What you have to do ->
Using the forum thread about the water monitor enclosure extension, explain why the poster chose 3-4mm glass for the extension's three sliding front doors.

Text shown ->
# Water Monitor Enclosure Extension



## Snakeluvver2 (Jul 8, 2011)

Been meaning to make this for a long time, never got the time or the materials to do so untill just now.
Any way I start yesterday afternoon, after a big night out, hammering and screwing a frame together was the EXACT thing I needed for my mind splitting headache.

I just added the back tonight and gave it a paint job, waiting for it to dry and fill in any of the gaps with Silicon, add the mesh sides for ventilation. Adding the flood lights will be the last thing I do plus a small UV light as well.

Will post pics tomorrow.


----------



## snakeluvver (Jul 8, 2011)

Stfu I was getting excited when you said you were posting a thread hahahah this was a letdown 

Nah jks looking good.


----------



## monitordude (Jul 9, 2011)

hahaha about time, looks ok...


----------



## NicG (Jul 9, 2011)

A couple of questions:
- Will you have front access or top access in the extension?
- Will the extension be a totally arboreal habitat or will it have a terrestrial section?
- Are you planning to increase the water depth once the extension is finished?
- What type of filter do you currently use?


----------



## Snakeluvver2 (Jul 9, 2011)

Hey Nic

It's just going to have front access, three sliding doors of 3-4mm glass (decrease the weight on the tank)
The right hand side is going to a small ledge maybe 150mm to put vertical and horizontal hides, the rest of the tank will be a myriad of vertical and horizontal orientated branches.

Data entries ->
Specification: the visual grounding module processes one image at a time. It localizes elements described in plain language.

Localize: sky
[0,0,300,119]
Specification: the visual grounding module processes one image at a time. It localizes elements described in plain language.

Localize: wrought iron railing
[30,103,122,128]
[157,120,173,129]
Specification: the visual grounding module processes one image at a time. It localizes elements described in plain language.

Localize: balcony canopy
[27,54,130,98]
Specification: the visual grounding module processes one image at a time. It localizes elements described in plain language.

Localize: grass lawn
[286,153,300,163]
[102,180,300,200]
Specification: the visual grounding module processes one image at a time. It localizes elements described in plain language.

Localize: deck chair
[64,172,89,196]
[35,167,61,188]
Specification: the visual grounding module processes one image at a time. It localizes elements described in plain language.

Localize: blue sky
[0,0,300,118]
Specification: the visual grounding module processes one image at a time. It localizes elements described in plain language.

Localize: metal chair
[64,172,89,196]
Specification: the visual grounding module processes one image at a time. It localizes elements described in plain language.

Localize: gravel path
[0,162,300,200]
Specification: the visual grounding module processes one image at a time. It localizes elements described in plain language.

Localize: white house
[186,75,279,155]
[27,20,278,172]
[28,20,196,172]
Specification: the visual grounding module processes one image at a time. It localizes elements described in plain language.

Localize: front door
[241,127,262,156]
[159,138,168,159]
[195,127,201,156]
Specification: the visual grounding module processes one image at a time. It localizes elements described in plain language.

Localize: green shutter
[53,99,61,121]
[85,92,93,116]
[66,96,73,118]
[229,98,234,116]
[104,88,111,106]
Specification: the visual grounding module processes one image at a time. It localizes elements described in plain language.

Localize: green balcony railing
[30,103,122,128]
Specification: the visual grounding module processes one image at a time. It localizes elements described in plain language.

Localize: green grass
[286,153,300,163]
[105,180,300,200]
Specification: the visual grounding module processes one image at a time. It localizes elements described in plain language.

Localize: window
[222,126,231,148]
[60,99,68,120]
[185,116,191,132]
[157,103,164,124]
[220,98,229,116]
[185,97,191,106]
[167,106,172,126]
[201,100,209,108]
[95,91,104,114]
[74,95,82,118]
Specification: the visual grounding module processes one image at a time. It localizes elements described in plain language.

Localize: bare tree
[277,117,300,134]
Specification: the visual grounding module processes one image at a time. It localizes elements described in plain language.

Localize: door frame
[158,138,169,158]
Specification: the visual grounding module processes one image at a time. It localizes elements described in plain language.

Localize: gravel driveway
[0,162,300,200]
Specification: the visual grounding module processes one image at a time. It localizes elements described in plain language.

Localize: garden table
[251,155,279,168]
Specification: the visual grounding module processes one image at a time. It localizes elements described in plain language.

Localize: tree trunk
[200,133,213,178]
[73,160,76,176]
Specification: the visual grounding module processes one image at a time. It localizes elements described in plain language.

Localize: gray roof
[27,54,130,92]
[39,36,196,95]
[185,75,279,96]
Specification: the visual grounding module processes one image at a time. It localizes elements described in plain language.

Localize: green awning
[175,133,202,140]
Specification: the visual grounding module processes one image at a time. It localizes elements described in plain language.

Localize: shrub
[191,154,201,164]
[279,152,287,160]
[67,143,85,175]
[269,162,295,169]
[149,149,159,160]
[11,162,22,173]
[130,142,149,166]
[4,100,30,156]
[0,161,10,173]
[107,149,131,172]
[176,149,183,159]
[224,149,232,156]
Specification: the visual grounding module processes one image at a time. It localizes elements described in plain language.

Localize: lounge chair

Response to this exercise ->
The poster chose 3-4mm glass for the three sliding front doors to decrease the weight on the tank.